EXERCISE DESCRIPTION → Write the records out again, keeping each line exactly as it is.

LISTED RECORDS →
╭──
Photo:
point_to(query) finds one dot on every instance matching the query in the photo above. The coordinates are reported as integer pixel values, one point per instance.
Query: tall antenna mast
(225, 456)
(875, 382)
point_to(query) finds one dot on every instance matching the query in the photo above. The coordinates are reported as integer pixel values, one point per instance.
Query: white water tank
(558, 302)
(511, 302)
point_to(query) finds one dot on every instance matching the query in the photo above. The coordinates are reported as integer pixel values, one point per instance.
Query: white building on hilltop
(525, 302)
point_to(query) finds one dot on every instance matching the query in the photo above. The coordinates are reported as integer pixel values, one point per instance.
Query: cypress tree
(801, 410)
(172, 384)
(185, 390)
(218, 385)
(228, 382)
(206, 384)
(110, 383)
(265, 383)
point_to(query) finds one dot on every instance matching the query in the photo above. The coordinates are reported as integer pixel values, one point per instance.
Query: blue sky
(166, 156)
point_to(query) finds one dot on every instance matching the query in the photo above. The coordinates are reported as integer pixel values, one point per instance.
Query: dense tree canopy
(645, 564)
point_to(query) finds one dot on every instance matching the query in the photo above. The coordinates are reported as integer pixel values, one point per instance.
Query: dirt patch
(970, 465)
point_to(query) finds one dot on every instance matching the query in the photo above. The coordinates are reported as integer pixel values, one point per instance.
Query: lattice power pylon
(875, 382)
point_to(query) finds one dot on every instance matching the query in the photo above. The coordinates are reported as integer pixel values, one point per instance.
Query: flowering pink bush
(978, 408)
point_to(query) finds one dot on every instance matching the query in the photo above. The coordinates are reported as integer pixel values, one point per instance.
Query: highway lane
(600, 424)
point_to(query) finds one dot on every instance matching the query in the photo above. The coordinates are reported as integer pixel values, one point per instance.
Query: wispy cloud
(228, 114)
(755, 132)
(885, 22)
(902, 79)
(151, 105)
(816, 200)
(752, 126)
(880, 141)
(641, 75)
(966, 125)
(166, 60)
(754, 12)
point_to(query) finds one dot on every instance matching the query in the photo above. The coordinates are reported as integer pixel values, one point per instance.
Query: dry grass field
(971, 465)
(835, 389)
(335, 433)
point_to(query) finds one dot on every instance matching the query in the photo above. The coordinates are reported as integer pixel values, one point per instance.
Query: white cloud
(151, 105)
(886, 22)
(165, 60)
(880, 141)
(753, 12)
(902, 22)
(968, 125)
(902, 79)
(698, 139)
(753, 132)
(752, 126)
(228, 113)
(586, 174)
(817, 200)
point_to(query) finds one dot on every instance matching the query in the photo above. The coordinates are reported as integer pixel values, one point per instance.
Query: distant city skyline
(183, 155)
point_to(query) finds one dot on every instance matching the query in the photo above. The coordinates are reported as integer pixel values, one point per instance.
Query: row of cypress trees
╰──
PROBLEM SOLUTION →
Photo:
point_to(query) finds one dot on every instance matching the query in the photo above. The coordinates are reported as integer pixel values, one point per instance.
Query: tall antenna mast
(225, 456)
(875, 382)
point_to(query) finds one dot on every instance matching the query in the photo above. The coordinates are reported as integer pixel values, one point per instance.
Query: white water tank
(558, 302)
(511, 302)
point_to(query) finds one dot on every instance matching the query in the photo above. The coordinates are reported as integer pixel values, one point per instance.
Query: white building on hilltop
(525, 302)
point_to(query) finds one dot on every instance matching the query in the photo above. The coordinates are reported as integer pixel values, one point per instance.
Query: cypress tree
(801, 410)
(172, 384)
(185, 390)
(218, 385)
(228, 382)
(206, 384)
(110, 383)
(265, 383)
point_to(query) finds one dot on every instance matching the query in the photo above. The coordinates are reported as integer pixel values, one point per instance.
Query: blue sky
(166, 156)
point_to(query) finds one dot on every instance matching the query in the photo above. The coordinates are reported as integer pixel values, one point per instance.
Query: dense tree canopy
(645, 564)
point_to(query) finds one dot on every instance matching the query in the photo above. The coordinates are reported as integer pixel values, one point per instance.
Query: dirt patch
(970, 465)
point_to(query) finds one dot on every instance matching the query in the photo above. The coordinates are reported as integer pixel values, one point per instance.
Query: lattice power pylon
(875, 382)
point_to(query) finds one dot on every instance matching the query in the photo above. The coordinates are reported as integer pixel values, one point per instance.
Query: flowering pink bush
(978, 408)
point_to(query) finds one dot on every instance matching the query in the photo above. The coordinates are reported as integer pixel values, one point per instance.
Query: highway lane
(600, 424)
point_to(query) finds one dot on every instance matching the query in the photo above. The coordinates are reported as integer pixel values, one point per instance.
Query: wispy cloud
(228, 114)
(755, 132)
(885, 22)
(902, 79)
(151, 105)
(816, 200)
(752, 126)
(880, 141)
(641, 75)
(966, 125)
(166, 60)
(754, 12)
point_to(query) finds one dot on every instance matching the query in the photo above. The coordinates are reported as integer pixel values, one point per instance.
Query: dry grass field
(971, 465)
(835, 389)
(335, 433)
point_to(query) finds one dot on every instance matching the query in the photo above. The coordinates are reported as integer pixel values, one point per instance.
Query: white cloud
(151, 105)
(886, 22)
(165, 60)
(880, 141)
(753, 12)
(902, 22)
(968, 125)
(902, 79)
(698, 139)
(753, 132)
(752, 126)
(228, 113)
(586, 174)
(817, 200)
point_to(query) finds one dot on every instance matching the query in the photo above. The coordinates are reported as integer pixel values, one point per instance.
Query: distant city skyline
(183, 155)
point_to(query) finds one dot on every instance matching the query in the photo above. The coordinates are reported as integer pixel values, one point per instance.
Query: row of cypress trees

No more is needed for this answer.